Please copy out all the items with each "in this picture" swapped for "in this image" and nothing else altered. Omit the pictures from your answer.

(Pointing and labeling entries)
━━━━━━━━━━

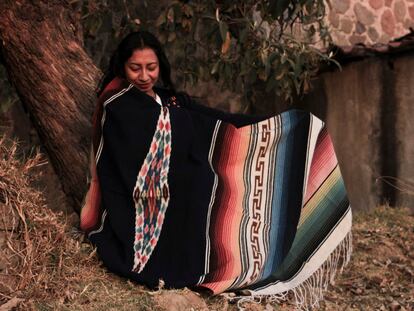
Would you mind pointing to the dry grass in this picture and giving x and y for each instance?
(48, 264)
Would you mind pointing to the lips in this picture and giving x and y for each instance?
(144, 85)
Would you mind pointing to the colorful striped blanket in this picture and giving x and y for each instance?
(200, 198)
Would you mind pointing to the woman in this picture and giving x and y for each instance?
(201, 198)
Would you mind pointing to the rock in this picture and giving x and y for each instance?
(359, 28)
(384, 39)
(341, 6)
(400, 10)
(376, 4)
(373, 34)
(355, 39)
(363, 14)
(177, 301)
(340, 39)
(347, 25)
(388, 23)
(333, 18)
(409, 23)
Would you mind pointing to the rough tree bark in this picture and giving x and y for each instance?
(41, 45)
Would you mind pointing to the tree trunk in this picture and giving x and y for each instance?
(54, 77)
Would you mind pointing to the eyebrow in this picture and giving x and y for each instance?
(152, 63)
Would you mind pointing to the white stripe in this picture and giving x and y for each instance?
(99, 151)
(320, 255)
(212, 199)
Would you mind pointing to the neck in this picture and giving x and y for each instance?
(151, 93)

━━━━━━━━━━

SOLUTION TO THIS EXERCISE
Would you mind pointing to the dry grass in this image and giving x and y for each instance?
(48, 264)
Would you mind pointing to the lips in this image and giving x and y for each instance?
(144, 85)
Would you mind pointing to the colorful striped blanket in this image and giving x and y for each instance?
(200, 198)
Would you mind pointing to the woman in this image and giving x and y for each instance?
(201, 198)
Would you mind pointing to the rock in this image and giving x and y for each instance?
(359, 28)
(384, 39)
(341, 6)
(400, 10)
(376, 4)
(373, 34)
(355, 39)
(363, 14)
(177, 301)
(340, 39)
(347, 25)
(388, 23)
(333, 18)
(409, 23)
Would you mind pointing to the rough tree bark in this image and giving x and y for each instance?
(41, 45)
Would you mind pointing to the tree trunk in this image and giving x and y for each instance?
(54, 77)
Would you mind pointing to the eyebrow in this image and giving x and y for each instance?
(152, 63)
Would you mind pointing to the white stripe in this image and giving x and y for each instance?
(99, 151)
(320, 255)
(212, 199)
Would you mind pointing to the neck in this image and giving x and y for each instance?
(151, 93)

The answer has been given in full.